**Что сделать**
Перескажите этот отрывок воспоминаний в двух предложениях.

**Текст отрывка**

════════════════════

Не знаю, по какой причине и из каких соображений, но из всех 150 домов в деревне довоенного времени немецкому командованию приглянулась именно наша саманная хата, в которой со всей аммуницией связи и её обслуживающим персоналом разместился штаб фронта.

Наша семья – тяжело больной туберкулёзом отец Яков Михайлович, мать Анна Васильевна, пятилетний брат Ваня и я, ещё в пеленках, – ютились в небольшом холодном сыром погребе. Так что мы оказались как в той сказке: была хижина лубяная, а стала ледяная. Когда главный штабист утром на целый день уезжал под Миллерово, где проходила передняя линия фронта, молодые солдатики давали послабление, и наша семья, как суслики, один за другим вылезали из подземелья, чтобы полюбоваться прекрасным белым светом, подышать чистым, не спёртым воздухом и сделать нехитрые дела.

Как потом мне рассказывали, я в тот период от какой-то болезни, а скорее всего от недостатка пищи, был постоянно крикливым, ревущим неугомонным дитём. Мать с отцом попеременно, убаюкивая, носили меня на руках.

════════════════════

**Исходные данные**
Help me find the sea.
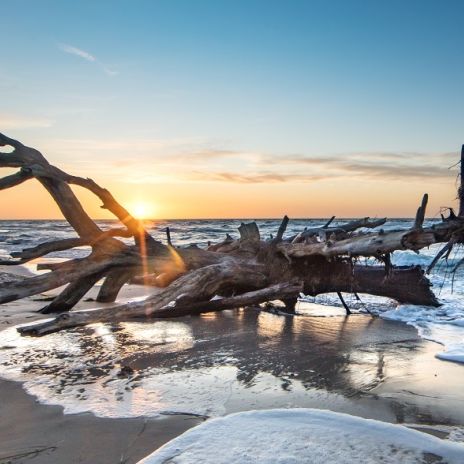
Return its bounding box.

════════════════════

**Что получилось**
Немецкое командование разместило штаб фронта в саманной хате семьи рассказчика, а сама семья ютилась в небольшом холодном сыром погребе: больной туберкулёзом отец, мать, пятилетний брат и рассказчик, ещё в пелёнках. Когда главный штабист уезжал на весь день под Миллерово, солдаты разрешали семье выбираться наружу, а рассказчик, по рассказам, был тогда постоянно ревущим ребёнком, и родители по очереди носили его на руках.